Task instructions
Turn every line of the rows below into a single JSON list of strings, one string per line, skipping blank lines.

Supplied records
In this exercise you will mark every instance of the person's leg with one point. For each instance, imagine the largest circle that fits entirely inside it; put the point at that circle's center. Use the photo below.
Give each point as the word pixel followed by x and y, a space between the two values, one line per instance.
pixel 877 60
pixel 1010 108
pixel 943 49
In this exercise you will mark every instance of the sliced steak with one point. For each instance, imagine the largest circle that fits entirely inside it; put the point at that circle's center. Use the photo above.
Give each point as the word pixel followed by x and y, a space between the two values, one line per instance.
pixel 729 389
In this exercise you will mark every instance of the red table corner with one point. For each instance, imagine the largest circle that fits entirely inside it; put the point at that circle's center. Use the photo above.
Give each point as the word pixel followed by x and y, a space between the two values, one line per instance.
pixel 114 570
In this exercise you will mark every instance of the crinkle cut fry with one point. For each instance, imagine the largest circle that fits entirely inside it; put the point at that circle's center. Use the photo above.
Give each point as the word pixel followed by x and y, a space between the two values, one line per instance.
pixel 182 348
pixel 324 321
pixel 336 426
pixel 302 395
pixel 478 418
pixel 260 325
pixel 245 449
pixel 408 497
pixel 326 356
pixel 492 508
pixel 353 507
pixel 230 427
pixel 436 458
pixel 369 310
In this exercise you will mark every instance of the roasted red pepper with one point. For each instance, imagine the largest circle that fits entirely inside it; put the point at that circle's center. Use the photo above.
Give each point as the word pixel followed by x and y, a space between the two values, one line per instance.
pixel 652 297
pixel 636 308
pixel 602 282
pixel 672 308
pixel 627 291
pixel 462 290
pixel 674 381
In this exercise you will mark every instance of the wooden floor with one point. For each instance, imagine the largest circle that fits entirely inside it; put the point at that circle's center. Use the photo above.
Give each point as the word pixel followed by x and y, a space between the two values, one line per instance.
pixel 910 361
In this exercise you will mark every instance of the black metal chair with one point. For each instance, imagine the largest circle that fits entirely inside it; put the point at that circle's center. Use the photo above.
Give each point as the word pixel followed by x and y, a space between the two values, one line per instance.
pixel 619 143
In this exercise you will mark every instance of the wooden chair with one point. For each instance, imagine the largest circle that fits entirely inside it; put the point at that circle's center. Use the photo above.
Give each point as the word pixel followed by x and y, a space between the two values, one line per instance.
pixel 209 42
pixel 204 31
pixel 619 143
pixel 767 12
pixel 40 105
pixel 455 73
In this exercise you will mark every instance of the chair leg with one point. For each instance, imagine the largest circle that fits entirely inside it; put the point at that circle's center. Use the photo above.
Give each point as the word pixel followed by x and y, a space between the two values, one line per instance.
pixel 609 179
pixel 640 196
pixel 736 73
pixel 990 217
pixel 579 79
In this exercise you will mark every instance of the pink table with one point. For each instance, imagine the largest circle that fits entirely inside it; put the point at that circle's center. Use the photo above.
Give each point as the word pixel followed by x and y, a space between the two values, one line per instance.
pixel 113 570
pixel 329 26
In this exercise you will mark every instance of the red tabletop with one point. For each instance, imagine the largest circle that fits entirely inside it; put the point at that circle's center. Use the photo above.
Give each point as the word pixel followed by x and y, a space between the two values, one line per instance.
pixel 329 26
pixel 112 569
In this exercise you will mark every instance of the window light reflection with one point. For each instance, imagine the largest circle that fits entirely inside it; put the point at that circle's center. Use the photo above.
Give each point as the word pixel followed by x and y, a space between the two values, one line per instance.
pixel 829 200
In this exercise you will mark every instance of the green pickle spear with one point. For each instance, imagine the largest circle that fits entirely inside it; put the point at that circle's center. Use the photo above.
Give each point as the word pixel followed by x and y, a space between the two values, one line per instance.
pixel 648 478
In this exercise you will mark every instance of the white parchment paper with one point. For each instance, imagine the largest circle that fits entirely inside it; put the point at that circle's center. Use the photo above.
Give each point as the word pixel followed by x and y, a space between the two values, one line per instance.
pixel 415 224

Answer for this exercise
[
  "In this exercise you will mark every instance of the person's leg with one point. For each instance, imagine the largest circle that fits entirely inside it; put the point at that circle's center. Use the photo below.",
  "Give each point as the word pixel followed by x and y, a space between the two values, one line per instance.",
  "pixel 877 60",
  "pixel 1010 108",
  "pixel 943 49",
  "In this exercise you will mark every instance of the sliced steak with one point. For each instance, imagine the largest circle that fits entirely inside it; put the point at that circle's center. Use the photo above.",
  "Give each point as the word pixel followed by x and y, a space between the two values, one line per instance.",
  "pixel 729 389",
  "In this exercise you will mark every instance of the red table corner with one point. For each instance, imagine the largest circle that fits entirely inside it; put the point at that circle's center. Use the photo above.",
  "Give each point as the word pixel followed by x and y, a space between the two values, one line per instance.",
  "pixel 114 570",
  "In this exercise you will mark every instance of the crinkle cut fry with one point. For each instance, imagine the largest circle that fits entirely inside it; put the point at that circle's center. Use the photo above.",
  "Give each point as the word pixel followed by x and y, a space between the two values, one line per instance.",
  "pixel 182 348",
  "pixel 324 321",
  "pixel 336 426",
  "pixel 302 395",
  "pixel 478 418",
  "pixel 260 325",
  "pixel 245 449",
  "pixel 408 497",
  "pixel 326 356",
  "pixel 492 508",
  "pixel 353 507",
  "pixel 230 427",
  "pixel 436 458",
  "pixel 369 310",
  "In this exercise you will mark every instance of the roasted red pepper with one point. For each instance, imagine the largest circle that fits entirely inside it; put the point at that circle's center. Use the photo above.",
  "Give each point as the word pixel followed by x and y, a space between the two values, one line per instance.",
  "pixel 652 297",
  "pixel 636 308",
  "pixel 602 282",
  "pixel 672 308",
  "pixel 627 291",
  "pixel 462 290",
  "pixel 674 381",
  "In this exercise you will mark every instance of the wooden floor with one point. For each instance, imagine the largest circle that fits entirely inside it; put the point at that circle's center. Use the photo above.",
  "Give each point as the word pixel followed by x and y, a space between the two values, one line per instance.",
  "pixel 910 361",
  "In this exercise you will mark every instance of the black metal chair with one point. For each instance, imagine the largest circle that fits entirely inside it; put the point at that circle's center. Use the photo above.",
  "Give each point as the word pixel followed by x and y, a space between the two values, one line per instance.",
  "pixel 619 143",
  "In this exercise you will mark every instance of the wooden chair with one point. For each instance, imagine the largest circle that fits entirely inside it; put the point at that circle's center. Use the photo above.",
  "Give each point as the word pixel followed by x and y, a space between the two values, one line per instance.",
  "pixel 209 42",
  "pixel 204 31",
  "pixel 619 143",
  "pixel 767 12",
  "pixel 40 105",
  "pixel 455 73",
  "In this exercise you will mark every instance of the chair leg with one point. For each instance, imagine the largest circle that fits entirely inside it; put the point at that circle's center. Use the photo above.",
  "Give each point as the word pixel followed by x and y, a space between the two values, one line per instance.",
  "pixel 609 179",
  "pixel 640 196",
  "pixel 736 73",
  "pixel 990 217",
  "pixel 579 79",
  "In this exercise you will mark every instance of the pink table with one point. For each instance, imagine the largest circle that fits entirely inside it; put the point at that circle's center. Use the photo above.",
  "Give each point as the word pixel followed by x and y, a space between the two values, one line per instance.",
  "pixel 113 570",
  "pixel 329 26",
  "In this exercise you will mark every instance of the red tabletop with one point. For each instance, imagine the largest circle that fits entirely inside it; put the point at that circle's center. Use the photo above.",
  "Give each point as the word pixel followed by x and y, a space between the two values, one line per instance.",
  "pixel 329 26",
  "pixel 112 569",
  "In this exercise you will mark every instance of the window light reflection with one point. For each instance, imagine the largest circle that fits entirely inside it; put the point at that circle's center. Use the photo above.",
  "Give each point as the word pixel followed by x and y, a space between the two values, one line per instance.",
  "pixel 829 200",
  "In this exercise you will mark every instance of the green pickle spear with one point. For each instance, imagine the largest circle that fits entirely inside it; put the point at that circle's center. Use the photo above.",
  "Give each point as the word pixel followed by x and y, a space between the two values, one line per instance.",
  "pixel 648 478",
  "In this exercise you will mark every instance of the white parchment paper with one point. For each instance, imagine the largest circle that fits entirely inside it; put the point at that circle's center. Use the photo above.",
  "Give each point as the word pixel followed by x and y, a space between the two values, one line per instance.",
  "pixel 415 224"
]